___ EXTRACTED DATA ___
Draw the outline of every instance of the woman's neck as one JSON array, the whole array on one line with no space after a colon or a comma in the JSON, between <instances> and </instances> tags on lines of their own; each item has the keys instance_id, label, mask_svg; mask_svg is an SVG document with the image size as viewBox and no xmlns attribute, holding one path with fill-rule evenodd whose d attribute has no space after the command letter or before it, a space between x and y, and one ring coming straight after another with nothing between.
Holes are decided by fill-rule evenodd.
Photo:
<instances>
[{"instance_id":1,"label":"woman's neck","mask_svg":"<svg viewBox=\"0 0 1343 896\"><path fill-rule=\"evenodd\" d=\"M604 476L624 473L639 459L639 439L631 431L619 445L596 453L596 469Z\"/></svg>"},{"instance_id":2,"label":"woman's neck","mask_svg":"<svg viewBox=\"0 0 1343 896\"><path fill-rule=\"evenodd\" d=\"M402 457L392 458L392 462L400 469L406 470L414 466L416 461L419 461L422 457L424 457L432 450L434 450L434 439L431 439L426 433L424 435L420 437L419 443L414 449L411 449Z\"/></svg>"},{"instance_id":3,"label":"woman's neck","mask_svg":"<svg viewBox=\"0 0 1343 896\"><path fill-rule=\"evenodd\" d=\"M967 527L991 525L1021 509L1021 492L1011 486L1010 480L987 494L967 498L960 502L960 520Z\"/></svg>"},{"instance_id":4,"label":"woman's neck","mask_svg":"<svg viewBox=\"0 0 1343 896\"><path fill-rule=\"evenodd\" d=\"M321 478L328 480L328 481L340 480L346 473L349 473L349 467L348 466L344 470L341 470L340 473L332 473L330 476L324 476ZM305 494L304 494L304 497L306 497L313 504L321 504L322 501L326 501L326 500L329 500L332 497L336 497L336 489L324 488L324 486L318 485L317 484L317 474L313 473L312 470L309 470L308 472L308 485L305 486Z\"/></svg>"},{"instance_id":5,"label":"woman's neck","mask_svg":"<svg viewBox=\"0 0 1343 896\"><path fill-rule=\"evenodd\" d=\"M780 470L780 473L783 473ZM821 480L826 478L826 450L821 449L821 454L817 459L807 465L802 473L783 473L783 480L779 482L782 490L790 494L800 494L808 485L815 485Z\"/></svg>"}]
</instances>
___
:: EXERCISE ::
State how many lines in the rows above contain the string "instances". Case counts, and your reply should be the number alone.

:: COMPLETED TASK ::
3